• What you are asked to do:
Find the line that contains "target | blonde woman's face"; then retype it and each line after it, exactly, through the final line of the data below.

• Extracted data entries:
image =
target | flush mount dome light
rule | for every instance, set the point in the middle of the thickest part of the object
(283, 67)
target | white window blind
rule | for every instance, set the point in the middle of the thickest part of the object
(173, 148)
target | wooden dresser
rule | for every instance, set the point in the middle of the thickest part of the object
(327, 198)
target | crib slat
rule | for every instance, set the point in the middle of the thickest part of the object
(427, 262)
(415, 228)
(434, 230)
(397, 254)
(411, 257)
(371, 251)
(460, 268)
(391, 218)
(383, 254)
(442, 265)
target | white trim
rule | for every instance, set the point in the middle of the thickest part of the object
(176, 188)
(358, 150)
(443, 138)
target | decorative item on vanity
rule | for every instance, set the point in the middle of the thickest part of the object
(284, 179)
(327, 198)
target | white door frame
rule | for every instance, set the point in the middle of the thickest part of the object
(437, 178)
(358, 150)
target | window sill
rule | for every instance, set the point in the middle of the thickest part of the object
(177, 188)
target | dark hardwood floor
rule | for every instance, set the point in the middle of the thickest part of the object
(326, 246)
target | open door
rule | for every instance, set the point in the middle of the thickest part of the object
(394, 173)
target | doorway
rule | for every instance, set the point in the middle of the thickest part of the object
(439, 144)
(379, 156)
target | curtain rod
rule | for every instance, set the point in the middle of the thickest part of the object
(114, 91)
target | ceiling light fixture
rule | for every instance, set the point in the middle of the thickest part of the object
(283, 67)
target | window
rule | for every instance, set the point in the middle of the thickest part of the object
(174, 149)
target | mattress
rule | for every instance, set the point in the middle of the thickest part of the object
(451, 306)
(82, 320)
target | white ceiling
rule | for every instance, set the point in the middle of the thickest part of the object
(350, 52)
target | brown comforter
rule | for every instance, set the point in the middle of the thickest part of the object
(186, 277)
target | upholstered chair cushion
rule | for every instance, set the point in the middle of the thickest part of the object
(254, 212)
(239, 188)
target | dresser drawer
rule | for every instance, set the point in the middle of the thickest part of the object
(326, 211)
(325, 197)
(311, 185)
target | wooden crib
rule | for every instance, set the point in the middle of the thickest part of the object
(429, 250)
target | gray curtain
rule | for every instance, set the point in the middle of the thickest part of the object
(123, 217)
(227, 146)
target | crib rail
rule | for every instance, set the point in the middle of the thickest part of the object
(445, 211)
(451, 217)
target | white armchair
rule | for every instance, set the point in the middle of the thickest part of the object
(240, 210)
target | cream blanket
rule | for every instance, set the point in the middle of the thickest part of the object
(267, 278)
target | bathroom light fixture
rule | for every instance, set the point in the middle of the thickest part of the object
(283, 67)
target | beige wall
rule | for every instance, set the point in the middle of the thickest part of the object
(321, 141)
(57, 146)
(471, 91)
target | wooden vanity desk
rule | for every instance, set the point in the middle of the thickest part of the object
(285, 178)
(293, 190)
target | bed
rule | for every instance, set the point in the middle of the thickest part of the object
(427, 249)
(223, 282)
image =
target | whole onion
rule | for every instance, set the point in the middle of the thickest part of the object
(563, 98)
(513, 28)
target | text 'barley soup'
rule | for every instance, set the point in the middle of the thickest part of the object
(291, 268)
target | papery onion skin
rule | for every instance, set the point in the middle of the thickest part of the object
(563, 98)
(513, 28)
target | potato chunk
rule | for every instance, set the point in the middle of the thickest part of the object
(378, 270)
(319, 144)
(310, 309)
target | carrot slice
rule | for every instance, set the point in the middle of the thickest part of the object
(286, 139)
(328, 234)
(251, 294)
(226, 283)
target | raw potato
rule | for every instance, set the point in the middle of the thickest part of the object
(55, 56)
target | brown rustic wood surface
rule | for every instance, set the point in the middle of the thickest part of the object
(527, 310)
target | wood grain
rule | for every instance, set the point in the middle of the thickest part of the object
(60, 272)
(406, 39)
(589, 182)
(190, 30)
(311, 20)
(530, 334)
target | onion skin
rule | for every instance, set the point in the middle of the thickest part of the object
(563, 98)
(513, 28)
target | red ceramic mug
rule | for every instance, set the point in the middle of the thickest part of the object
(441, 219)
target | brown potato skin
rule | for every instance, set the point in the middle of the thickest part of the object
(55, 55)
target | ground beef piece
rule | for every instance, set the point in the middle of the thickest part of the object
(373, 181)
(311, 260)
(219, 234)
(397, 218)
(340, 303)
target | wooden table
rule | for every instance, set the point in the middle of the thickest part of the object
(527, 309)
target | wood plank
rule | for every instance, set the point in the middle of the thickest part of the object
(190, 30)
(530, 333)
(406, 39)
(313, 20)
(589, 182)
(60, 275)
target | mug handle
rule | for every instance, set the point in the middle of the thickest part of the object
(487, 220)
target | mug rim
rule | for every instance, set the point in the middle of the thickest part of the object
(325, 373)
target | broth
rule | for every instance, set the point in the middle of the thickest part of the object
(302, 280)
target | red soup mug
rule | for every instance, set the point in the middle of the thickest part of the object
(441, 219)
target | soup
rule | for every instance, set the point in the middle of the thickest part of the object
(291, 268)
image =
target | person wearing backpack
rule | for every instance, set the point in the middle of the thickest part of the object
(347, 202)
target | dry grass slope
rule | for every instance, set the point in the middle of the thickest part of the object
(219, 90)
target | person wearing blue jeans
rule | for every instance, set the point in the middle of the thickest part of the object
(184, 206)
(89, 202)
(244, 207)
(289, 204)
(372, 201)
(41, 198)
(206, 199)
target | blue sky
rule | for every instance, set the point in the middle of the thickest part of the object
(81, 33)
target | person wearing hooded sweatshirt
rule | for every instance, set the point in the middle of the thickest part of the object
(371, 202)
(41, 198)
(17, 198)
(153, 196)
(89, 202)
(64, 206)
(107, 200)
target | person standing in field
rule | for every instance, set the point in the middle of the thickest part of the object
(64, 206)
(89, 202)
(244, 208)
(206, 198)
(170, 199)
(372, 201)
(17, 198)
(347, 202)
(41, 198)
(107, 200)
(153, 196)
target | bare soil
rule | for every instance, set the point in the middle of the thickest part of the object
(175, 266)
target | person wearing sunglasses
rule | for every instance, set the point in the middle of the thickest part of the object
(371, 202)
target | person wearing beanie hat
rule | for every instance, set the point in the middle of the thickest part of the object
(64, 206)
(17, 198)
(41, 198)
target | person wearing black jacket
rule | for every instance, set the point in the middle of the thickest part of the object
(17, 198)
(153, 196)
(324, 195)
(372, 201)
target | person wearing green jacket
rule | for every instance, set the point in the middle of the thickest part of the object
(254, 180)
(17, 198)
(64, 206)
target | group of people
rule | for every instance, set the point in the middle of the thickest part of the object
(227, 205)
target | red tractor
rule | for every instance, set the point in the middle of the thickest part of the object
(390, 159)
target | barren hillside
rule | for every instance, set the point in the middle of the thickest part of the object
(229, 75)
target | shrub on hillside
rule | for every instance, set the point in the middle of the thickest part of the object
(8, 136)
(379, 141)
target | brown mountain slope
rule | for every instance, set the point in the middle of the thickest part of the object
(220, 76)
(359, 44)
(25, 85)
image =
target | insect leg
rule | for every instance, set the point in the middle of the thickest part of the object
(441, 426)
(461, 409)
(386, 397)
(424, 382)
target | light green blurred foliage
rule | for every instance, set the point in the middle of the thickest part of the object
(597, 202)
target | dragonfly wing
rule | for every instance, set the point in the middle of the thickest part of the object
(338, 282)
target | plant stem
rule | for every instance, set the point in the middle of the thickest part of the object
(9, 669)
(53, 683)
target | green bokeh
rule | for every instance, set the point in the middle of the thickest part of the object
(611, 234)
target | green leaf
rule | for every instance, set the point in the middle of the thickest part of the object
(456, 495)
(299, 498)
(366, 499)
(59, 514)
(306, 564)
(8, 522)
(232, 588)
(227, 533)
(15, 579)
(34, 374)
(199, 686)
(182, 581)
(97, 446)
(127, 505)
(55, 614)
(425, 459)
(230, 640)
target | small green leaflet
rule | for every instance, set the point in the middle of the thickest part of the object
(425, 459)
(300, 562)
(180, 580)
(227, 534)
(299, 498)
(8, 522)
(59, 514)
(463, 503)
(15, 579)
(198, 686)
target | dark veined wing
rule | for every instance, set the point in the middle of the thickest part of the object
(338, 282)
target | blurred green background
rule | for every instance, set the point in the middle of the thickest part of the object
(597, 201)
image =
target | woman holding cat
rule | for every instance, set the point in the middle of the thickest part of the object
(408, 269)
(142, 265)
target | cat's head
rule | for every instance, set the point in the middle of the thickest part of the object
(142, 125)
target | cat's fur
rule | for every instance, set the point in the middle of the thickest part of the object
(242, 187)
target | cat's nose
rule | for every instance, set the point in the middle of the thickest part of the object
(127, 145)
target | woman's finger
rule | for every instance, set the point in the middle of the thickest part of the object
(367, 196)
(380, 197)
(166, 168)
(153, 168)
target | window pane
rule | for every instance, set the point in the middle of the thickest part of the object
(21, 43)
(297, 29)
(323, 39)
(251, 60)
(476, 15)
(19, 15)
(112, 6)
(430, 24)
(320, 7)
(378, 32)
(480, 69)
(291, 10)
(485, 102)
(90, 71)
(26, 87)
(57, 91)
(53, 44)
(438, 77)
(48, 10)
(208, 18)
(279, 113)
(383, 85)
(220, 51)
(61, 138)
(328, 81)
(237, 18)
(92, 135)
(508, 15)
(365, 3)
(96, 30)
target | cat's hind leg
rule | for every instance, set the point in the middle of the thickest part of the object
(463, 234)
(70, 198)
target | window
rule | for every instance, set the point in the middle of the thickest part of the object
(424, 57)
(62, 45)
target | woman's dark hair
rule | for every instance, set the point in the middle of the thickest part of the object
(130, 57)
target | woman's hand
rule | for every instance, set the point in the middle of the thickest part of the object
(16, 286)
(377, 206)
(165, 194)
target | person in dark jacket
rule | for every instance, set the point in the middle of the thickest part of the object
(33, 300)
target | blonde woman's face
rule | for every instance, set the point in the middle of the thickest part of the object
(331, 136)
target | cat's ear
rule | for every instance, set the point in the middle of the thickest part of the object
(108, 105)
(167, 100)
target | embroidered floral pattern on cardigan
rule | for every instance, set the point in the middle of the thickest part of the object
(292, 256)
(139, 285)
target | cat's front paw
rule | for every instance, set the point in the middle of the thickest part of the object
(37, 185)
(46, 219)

• Finished answer:
target | blonde woman's face
rule | for every instance, set the point in the middle of the thickest part of the object
(331, 136)
target | cat's ear
rule | for every instance, set the point in the middle of the thickest part of the object
(108, 105)
(167, 100)
target | embroidered floral pattern on cardigan
rule | for every instance, set the point in the middle of the thickest part of the object
(292, 256)
(139, 285)
target | cat's front paw
rule | for every instance, set the point in the middle of the thickest part of the object
(37, 185)
(46, 219)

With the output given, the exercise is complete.